• Çalışma Talimatları:
1. Alıntı metne göre Talat'ın sorularını yanıtladığı Hürriyet çalışanlarını görevleriyle birlikte sıralayınız.
2. Alıntı metne göre adadaki müzakere süreci ne kadar zamandır devam etmektedir?
3. Aşağıdaki ifadelerin alıntı metinle örtüşüp örtüşmediğini belirtiniz ve her biri için metindeki belirleyici sözcükleri aynen aktarınız: (a) Talat, kampanyalarında Tayyip Bey'in resmini kullandıklarını söylemektedir. (b) Talat, Ankara'nın seçimlere karışmadığını ifade etmiştir. (c) Talat, Türkiye'nin müdahalesini davet ettiğini söylemektedir.

• Alıntı Metin:
⟨

Politika

'Tayyip Bey’in resmini bile kullanmadık'

KKTC Cumhurbaşkanı Mehmet Ali Talat, adada 15 aydır devam eden müzakere sürecinde gelinen aşamayı anlattı.

14 Nisan 2010 03:00

T24 - KKTC Cumhurbaşkanı Mehmet Ali Talat, adada 15 aydır devam eden müzakere sürecinde gelinen aşamayı anlattı. Ankara’nın seçimlere karışmadığını, kendisine destek için müdahalede bulunmadığını ifade etti.


Talat, Hürriyet Gazetesi Başyazarı Oktay Ekşi, Yazı İşleri Müdürü Tufan Türenç, Yazar Ferai Tınç, Dış Haberler Müdürü Nilgün Tekfidan Gümüş, Hürriyet KKTC temsilcisi Ömer Bilge ve diplomasi muhabiri Cansu Çamlıbel’in sorularını yanıtladı.

Hürriyet gazetesinde "Tayyip Bey'in resmini bile kullanmadık" başlığıyla (14 Nisan 2010) yayımlanan yazı şöyle:





Talimata uyma maaşı ödeme

- Yıllarca Türkiye’nin Kıbrıs siyasetine müdahalesi eleştirmiş bir politikacı olarak bu kez Ankara’dan işaret beklediğiniz izlenimi var. Türkiye’den destek istediniz mi?

- Ben mecburum bu işin sadece Kıbrıs’ın geleceğini değil Türkiye’nin uluslararası ilişkilerini ve AB sürecini etkileyeceğini söylemeye. Çünkü Kıbrıs Türk’ü Türkiye’yi sever ve ona zarar geleceğini bilsin ona göre karar versin. Türkiye’nin müdahalesini ben davet edemem ama halkı uyarıyorum. Diyelim ki Türkiye’den bir emir geldi Eroğlu’na ‘hayır kardeşim’ dedi ve ‘sen oturacaksın Talat şimdiye kadar ne kabul ettiyse sen de öyle devam edeceksin.’ Mesela böyle bir talimat geliyor Türkiye’den... Uymazsan talimata maaşları ödeyemezsin, yol yapamazsın. Peki çözüm istemeyen adam nasıl çözüme ‘evet’ diyebilir. Derviş Bey oturduğunda neyi görüşecek? ‘Egemenliğimi tanı’ dediği anda iş bitecek. Hadi o demedi, bir öneri getirdiğinde ‘Rumlar kabul etmesin de, bu iş bitsin’ diyecek. Halbuki ben esneklik gösteririm, şöyle düzeltebilir miyiz diye uğraşırım çünkü çözüm istiyorum. Ne talimat ne yönlendirme gelirse gelsin yapamaz çünkü öyle bir vizyonu yok. Biz ‘Ankara müdahale etti’ izlenimi vermemek için kampanyamızda Tayyip Bey’in resmini bile kullanmadık.

⟩

• Sağlanan Veriler:
⟨

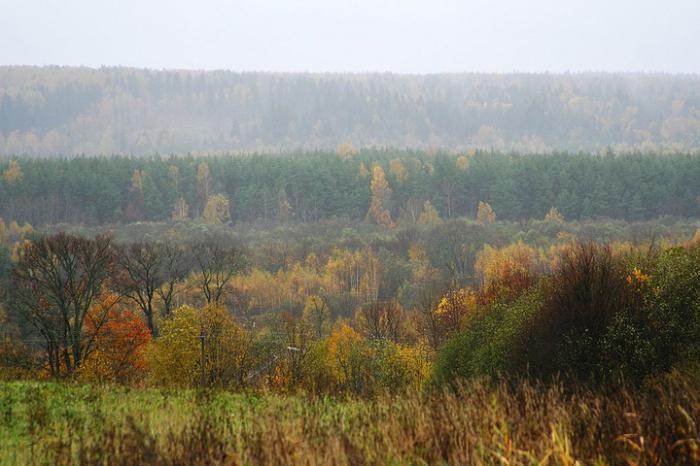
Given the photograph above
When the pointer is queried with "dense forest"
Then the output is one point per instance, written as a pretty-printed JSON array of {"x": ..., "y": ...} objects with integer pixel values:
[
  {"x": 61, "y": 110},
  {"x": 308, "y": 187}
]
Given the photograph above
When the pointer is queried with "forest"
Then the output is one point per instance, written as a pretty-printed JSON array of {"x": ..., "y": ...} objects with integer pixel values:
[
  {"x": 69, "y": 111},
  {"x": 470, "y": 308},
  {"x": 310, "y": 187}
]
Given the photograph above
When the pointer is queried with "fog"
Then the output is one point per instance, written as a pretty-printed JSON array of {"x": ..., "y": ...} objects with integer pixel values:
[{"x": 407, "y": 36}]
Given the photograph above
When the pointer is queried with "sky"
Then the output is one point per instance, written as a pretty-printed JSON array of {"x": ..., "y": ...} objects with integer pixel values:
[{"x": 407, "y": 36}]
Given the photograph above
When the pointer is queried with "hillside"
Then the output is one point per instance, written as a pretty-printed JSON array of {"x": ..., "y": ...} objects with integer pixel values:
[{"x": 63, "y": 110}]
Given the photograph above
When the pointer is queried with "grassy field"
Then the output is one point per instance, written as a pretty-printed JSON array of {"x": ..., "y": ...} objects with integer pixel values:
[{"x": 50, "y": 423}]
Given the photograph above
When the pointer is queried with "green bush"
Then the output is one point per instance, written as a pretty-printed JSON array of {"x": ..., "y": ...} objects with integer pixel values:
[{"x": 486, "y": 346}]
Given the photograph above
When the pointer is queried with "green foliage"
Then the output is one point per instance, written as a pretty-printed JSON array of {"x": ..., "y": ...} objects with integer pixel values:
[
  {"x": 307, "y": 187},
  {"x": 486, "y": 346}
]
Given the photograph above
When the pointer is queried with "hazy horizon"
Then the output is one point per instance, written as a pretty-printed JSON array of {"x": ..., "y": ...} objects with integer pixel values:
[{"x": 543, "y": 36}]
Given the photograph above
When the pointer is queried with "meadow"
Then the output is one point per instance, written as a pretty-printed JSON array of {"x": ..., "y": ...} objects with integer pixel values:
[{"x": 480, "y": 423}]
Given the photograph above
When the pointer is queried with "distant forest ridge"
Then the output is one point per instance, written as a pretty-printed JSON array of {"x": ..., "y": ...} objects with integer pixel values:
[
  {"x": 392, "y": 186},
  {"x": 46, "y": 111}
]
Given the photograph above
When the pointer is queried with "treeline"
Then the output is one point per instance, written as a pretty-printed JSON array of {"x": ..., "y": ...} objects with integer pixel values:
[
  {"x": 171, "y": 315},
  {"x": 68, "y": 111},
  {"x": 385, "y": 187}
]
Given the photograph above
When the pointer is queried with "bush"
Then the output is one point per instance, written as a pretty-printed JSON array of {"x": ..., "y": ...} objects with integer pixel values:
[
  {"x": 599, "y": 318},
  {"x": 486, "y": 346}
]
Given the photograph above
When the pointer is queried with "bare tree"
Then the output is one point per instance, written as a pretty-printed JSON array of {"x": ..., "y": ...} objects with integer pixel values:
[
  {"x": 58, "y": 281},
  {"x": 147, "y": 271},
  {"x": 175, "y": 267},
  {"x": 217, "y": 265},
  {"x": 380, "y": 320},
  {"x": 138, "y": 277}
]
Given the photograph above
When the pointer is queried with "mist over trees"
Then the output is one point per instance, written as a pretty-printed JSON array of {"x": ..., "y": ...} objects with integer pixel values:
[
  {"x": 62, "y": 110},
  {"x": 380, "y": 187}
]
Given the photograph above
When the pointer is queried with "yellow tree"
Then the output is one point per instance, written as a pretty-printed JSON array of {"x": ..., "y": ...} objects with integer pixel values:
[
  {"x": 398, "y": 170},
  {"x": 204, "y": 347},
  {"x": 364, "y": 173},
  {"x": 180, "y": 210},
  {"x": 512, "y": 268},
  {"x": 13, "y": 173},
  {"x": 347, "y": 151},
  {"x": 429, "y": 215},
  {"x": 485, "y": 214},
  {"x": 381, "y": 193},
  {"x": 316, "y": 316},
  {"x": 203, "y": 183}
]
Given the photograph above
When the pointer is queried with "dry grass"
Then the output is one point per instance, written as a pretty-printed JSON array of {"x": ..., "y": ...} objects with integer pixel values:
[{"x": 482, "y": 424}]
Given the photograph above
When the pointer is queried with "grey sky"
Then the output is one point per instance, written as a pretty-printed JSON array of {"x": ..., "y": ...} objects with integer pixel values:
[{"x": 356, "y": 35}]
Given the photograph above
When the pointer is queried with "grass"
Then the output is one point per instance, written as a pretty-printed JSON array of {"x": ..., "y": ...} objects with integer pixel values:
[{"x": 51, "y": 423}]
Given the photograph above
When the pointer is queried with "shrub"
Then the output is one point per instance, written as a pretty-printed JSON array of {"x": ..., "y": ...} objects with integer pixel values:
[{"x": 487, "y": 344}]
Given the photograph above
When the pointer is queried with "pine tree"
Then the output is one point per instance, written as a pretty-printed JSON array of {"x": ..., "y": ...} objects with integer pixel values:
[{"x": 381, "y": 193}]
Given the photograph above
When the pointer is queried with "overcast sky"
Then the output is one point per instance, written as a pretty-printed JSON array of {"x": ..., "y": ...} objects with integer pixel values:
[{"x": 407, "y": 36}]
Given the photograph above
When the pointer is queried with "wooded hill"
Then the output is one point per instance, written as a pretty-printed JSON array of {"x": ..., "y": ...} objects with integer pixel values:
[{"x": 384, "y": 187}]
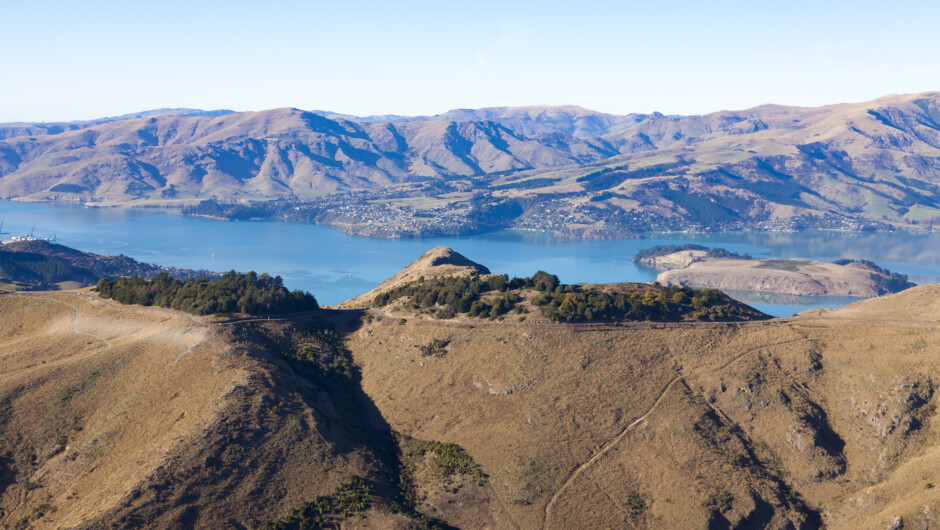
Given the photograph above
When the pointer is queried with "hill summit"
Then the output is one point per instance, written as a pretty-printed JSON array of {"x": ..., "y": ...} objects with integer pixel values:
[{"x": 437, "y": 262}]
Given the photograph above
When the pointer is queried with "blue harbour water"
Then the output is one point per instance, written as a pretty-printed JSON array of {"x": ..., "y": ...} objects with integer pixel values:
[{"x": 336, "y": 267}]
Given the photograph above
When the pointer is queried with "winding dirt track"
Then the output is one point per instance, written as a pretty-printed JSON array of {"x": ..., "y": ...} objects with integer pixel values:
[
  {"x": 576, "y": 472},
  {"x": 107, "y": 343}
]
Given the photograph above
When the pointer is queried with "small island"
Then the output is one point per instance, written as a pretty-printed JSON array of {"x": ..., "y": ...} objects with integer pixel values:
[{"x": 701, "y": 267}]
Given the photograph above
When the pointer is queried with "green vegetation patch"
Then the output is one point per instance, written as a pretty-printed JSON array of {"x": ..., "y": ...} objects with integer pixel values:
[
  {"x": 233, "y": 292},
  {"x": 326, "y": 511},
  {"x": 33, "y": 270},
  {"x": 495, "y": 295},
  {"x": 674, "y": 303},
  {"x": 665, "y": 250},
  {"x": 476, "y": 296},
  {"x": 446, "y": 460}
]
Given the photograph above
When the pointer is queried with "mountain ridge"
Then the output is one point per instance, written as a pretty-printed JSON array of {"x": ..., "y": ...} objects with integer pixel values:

⟩
⟨

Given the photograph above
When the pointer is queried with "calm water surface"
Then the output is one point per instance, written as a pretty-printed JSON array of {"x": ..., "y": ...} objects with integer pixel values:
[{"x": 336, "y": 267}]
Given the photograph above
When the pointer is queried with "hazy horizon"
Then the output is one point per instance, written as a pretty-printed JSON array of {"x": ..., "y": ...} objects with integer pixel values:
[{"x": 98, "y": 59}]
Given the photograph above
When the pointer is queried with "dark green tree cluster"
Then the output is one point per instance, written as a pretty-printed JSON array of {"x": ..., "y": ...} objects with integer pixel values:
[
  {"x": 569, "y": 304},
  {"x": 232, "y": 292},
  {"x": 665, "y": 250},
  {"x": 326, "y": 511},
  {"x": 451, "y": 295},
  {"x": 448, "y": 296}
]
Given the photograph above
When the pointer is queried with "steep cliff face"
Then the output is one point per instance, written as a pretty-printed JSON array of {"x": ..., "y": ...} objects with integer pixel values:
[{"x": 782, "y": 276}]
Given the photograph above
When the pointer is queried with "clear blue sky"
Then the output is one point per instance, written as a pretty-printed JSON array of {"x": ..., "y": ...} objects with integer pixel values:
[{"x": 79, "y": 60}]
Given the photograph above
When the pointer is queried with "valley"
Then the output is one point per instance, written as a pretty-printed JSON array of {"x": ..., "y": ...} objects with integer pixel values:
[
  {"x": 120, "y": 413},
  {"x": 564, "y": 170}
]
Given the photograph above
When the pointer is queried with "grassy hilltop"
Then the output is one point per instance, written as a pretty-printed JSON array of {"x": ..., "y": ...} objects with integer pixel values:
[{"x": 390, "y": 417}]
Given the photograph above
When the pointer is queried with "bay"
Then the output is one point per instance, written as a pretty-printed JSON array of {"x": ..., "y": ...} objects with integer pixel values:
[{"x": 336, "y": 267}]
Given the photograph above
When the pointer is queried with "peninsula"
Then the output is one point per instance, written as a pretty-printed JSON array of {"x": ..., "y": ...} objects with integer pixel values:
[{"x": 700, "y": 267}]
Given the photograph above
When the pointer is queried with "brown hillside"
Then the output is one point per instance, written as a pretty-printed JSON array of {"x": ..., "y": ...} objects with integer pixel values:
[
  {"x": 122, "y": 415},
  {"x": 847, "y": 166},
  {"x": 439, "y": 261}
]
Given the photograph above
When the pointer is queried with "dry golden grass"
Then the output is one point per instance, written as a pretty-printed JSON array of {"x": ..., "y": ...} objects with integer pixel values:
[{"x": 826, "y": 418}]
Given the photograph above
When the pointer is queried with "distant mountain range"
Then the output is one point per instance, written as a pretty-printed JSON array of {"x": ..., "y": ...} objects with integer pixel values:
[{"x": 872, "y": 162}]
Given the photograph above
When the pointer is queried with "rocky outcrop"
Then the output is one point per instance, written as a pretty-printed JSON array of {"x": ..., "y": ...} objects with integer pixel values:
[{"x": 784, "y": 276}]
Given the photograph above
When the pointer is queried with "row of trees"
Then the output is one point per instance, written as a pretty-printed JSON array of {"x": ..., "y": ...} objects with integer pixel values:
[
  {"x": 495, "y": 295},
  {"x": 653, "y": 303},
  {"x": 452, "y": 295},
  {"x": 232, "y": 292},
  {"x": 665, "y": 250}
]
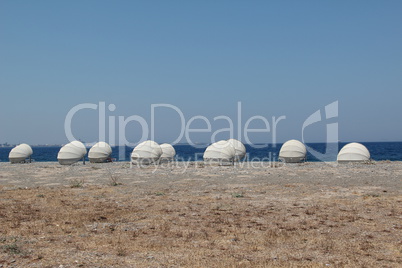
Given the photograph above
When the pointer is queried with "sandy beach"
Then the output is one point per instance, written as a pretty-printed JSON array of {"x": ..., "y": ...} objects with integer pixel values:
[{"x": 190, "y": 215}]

⟩
⟨

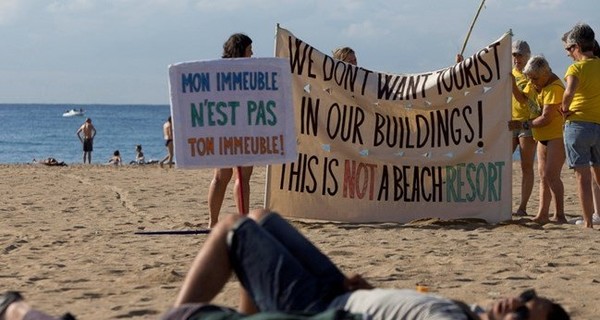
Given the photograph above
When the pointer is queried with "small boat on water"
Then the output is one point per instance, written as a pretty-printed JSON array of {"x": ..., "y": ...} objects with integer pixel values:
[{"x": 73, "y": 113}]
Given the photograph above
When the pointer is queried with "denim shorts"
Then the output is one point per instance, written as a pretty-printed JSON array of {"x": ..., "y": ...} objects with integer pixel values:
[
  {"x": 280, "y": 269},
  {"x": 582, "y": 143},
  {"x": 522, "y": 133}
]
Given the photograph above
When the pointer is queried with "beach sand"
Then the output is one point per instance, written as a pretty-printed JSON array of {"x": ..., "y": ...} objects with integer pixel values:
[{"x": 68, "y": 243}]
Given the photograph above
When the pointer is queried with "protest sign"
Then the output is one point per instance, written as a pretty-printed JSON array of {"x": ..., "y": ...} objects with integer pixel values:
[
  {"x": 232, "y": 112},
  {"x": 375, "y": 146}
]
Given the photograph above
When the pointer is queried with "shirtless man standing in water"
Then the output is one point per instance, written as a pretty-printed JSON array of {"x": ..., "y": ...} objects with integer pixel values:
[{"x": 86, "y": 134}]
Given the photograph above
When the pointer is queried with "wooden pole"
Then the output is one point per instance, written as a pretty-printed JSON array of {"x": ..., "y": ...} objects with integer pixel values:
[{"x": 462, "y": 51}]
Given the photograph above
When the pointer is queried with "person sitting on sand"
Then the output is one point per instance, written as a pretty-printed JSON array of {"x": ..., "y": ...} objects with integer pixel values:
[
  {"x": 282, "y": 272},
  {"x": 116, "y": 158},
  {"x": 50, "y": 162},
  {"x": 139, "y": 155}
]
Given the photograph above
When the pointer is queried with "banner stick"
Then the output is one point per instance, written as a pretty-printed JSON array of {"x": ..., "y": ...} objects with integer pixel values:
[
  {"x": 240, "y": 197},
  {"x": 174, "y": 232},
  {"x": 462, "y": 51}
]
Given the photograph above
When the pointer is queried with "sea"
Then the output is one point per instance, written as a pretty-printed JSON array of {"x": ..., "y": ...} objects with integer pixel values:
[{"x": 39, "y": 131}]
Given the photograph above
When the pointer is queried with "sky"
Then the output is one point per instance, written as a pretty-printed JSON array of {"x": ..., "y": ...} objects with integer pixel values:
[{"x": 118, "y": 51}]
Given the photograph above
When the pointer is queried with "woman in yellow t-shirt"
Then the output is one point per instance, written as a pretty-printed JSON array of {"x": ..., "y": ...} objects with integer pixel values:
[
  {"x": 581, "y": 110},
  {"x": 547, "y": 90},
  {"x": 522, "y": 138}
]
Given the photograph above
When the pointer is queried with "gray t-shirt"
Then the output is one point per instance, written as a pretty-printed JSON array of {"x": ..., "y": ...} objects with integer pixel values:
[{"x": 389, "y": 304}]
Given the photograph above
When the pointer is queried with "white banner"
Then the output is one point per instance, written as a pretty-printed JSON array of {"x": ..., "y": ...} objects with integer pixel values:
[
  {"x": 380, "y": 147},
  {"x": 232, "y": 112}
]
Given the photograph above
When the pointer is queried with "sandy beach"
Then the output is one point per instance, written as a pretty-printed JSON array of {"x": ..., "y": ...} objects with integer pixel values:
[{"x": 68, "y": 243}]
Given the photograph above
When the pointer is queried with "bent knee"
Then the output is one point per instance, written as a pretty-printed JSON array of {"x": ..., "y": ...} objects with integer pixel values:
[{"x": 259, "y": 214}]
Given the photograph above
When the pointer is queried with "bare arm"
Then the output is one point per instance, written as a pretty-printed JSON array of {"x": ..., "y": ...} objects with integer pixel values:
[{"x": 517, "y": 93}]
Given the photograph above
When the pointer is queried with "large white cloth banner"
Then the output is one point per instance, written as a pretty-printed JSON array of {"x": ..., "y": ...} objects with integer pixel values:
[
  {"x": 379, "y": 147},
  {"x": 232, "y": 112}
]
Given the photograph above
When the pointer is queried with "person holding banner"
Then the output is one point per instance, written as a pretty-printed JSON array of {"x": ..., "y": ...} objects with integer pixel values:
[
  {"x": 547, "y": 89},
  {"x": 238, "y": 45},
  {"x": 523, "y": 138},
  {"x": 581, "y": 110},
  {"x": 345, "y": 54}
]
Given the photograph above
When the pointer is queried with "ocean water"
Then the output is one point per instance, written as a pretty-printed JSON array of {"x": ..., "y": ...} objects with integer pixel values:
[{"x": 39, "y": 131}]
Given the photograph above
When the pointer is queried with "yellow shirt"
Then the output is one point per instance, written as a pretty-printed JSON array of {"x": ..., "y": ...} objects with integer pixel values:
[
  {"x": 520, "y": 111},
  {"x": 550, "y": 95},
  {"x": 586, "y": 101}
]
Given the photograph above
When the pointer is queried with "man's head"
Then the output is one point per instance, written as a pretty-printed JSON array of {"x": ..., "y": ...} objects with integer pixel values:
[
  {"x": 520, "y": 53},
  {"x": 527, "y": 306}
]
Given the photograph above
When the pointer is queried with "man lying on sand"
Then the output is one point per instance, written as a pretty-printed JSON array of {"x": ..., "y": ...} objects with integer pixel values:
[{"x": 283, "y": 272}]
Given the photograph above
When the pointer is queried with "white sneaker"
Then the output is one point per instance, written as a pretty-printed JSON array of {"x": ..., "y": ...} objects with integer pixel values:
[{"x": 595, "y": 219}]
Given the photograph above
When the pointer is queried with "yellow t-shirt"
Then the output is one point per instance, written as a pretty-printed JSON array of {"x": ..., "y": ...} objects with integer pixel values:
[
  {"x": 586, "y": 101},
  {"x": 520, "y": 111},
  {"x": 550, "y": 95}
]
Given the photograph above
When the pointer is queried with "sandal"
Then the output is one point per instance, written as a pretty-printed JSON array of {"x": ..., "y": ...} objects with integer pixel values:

⟩

• Nihai Sonuçlar:
1.
- Oktay Ekşi, Başyazar
- Tufan Türenç, Yazı İşleri Müdürü
- Ferai Tınç, Yazar
- Nilgün Tekfidan Gümüş, Dış Haberler Müdürü
- Ömer Bilge, Hürriyet KKTC temsilcisi
- Cansu Çamlıbel, diplomasi muhabiri

2. 15 aydır devam etmektedir.

3.
(a) Hayır: "kampanyamızda Tayyip Bey’in resmini bile kullanmadık"
(b) Evet: "Ankara’nın seçimlere karışmadığını"
(c) Hayır: "Türkiye’nin müdahalesini ben davet edemem"